[Document passage]:
ALT.NET: How can Microsoft Patterns and Practices Help?

That question was raised by a member of Microsoft’s P&P Team earlier.  I wanted to reproduce the correspondence here:

This is a hot topic, but I am here to have an open discussion with a group of peers so I am taking a leap of faith. It’s no secret that I work in patterns & practices on the client team that built CAB (Yes you can blame me). Anyway, since joining the team I’ve seen a rash of criticism come our way particularly around the way we built CAB, Enterprise Library, etc. Much of that criticism has come from a lot of the folks on this list.  In my opinion some of the criticism was fair and warranted, some if was not. Regardless, I have listened to a lot of the concerns and we are actually working to do what we can to address them.

[Rows]:
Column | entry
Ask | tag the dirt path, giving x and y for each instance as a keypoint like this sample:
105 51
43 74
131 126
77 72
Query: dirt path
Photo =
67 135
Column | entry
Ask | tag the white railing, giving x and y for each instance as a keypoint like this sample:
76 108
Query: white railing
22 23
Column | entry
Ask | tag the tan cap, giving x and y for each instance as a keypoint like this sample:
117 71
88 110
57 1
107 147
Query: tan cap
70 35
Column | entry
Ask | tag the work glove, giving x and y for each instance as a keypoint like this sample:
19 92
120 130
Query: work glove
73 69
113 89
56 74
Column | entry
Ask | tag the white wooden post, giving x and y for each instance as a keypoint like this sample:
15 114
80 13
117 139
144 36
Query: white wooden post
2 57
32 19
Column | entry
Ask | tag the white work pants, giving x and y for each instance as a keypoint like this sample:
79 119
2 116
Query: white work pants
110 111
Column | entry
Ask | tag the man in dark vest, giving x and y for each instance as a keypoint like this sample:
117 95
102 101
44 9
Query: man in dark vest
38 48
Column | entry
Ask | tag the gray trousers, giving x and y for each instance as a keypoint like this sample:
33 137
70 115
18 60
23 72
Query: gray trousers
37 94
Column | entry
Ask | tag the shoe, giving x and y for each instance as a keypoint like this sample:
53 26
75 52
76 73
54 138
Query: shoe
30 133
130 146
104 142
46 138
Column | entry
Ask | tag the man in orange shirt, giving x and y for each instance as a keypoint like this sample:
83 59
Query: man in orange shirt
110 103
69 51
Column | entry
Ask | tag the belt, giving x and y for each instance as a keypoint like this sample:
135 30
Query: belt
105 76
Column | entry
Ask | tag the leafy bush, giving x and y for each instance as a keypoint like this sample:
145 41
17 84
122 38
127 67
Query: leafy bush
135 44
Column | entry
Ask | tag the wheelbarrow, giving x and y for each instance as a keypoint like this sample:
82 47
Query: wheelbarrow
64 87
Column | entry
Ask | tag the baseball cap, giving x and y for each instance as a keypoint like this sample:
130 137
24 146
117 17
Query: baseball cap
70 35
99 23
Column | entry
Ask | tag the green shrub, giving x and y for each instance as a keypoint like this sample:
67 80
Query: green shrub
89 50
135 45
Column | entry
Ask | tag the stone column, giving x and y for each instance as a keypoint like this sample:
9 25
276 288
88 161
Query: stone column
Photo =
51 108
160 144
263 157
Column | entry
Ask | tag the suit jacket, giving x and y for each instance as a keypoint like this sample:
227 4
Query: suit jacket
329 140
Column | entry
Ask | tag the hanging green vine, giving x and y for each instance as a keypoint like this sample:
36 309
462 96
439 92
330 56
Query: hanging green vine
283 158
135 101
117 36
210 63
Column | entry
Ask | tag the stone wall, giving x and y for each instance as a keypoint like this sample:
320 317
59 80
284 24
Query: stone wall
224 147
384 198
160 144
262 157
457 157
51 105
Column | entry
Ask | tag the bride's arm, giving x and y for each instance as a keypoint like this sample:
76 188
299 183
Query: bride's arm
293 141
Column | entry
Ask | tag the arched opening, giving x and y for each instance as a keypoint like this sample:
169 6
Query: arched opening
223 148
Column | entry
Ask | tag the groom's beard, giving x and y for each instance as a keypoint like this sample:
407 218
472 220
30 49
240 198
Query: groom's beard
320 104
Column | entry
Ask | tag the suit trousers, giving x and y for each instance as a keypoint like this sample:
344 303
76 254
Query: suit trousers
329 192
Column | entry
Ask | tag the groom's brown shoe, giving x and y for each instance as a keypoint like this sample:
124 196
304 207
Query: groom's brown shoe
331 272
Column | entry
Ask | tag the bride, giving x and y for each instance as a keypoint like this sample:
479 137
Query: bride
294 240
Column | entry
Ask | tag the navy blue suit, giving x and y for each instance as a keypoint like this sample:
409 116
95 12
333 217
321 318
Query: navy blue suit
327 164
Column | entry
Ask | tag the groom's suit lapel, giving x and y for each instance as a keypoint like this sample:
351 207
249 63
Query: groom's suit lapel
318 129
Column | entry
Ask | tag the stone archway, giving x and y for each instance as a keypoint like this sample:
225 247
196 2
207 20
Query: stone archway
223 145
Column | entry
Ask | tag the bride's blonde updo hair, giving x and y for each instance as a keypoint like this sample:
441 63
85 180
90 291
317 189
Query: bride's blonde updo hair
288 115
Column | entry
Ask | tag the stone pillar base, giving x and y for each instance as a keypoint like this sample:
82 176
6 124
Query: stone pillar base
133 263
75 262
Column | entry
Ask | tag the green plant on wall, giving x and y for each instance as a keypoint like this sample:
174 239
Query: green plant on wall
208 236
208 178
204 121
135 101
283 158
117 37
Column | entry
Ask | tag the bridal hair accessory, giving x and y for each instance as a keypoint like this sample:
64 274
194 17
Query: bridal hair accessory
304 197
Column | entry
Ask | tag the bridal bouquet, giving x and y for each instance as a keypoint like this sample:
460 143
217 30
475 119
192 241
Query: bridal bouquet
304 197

[Objective]:
In the ALT.NET post, which team within patterns & practices does the quoted writer work on? The records have no connection to the text.

[Exercise response]:
The client team that built CAB.